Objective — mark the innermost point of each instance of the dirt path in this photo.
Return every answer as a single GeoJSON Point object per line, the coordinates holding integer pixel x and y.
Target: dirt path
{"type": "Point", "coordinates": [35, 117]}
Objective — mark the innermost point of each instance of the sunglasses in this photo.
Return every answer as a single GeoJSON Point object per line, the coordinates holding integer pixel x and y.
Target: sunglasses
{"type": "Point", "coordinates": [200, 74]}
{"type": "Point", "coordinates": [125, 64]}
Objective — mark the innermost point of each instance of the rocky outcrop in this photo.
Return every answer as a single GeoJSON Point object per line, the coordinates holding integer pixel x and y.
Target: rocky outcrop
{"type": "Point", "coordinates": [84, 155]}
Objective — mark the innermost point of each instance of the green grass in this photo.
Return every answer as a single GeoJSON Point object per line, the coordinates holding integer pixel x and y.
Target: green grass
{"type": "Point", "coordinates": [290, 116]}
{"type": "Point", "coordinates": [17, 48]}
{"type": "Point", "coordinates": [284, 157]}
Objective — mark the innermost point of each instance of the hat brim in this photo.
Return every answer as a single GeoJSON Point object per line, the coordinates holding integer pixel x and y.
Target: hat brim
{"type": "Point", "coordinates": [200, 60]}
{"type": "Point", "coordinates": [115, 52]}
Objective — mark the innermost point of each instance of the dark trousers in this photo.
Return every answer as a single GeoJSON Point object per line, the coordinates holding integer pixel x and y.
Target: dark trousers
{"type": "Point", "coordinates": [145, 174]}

══════════

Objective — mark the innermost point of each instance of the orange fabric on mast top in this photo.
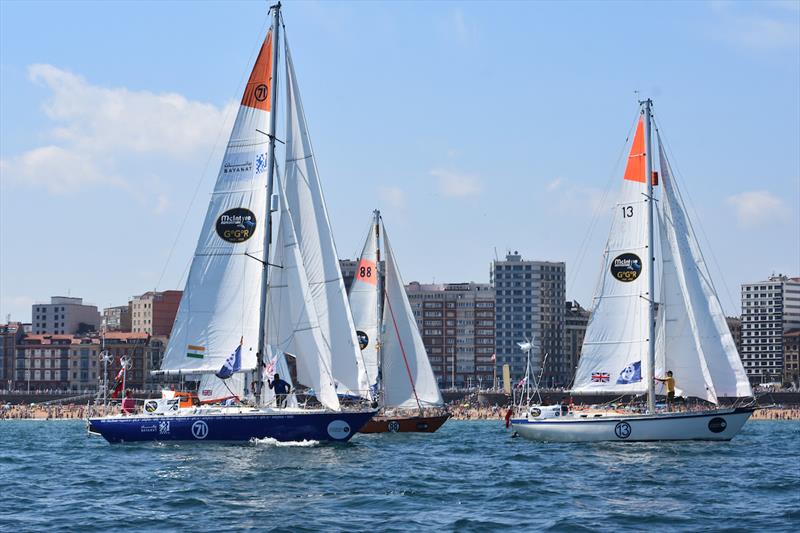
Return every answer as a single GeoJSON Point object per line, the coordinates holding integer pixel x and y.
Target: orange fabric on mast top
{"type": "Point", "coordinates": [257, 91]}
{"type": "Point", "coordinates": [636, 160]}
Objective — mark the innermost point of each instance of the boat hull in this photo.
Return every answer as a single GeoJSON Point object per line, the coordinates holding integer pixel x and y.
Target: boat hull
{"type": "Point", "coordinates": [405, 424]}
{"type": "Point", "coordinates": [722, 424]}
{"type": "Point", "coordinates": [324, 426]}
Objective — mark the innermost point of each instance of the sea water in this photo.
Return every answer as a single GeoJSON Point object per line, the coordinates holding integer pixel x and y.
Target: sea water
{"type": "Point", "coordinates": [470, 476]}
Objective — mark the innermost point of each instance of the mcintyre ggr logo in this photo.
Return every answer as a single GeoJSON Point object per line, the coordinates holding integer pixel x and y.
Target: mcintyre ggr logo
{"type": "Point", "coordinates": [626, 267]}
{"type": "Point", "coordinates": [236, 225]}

══════════

TASK STATEMENT | Which lines in the items above contain the string "dirt"? Copy each of them out, treating uppercase and lowercase as different.

THE RESPONSE |
Objective — mark the innermost point of each instance of the dirt path in this photo.
Target: dirt path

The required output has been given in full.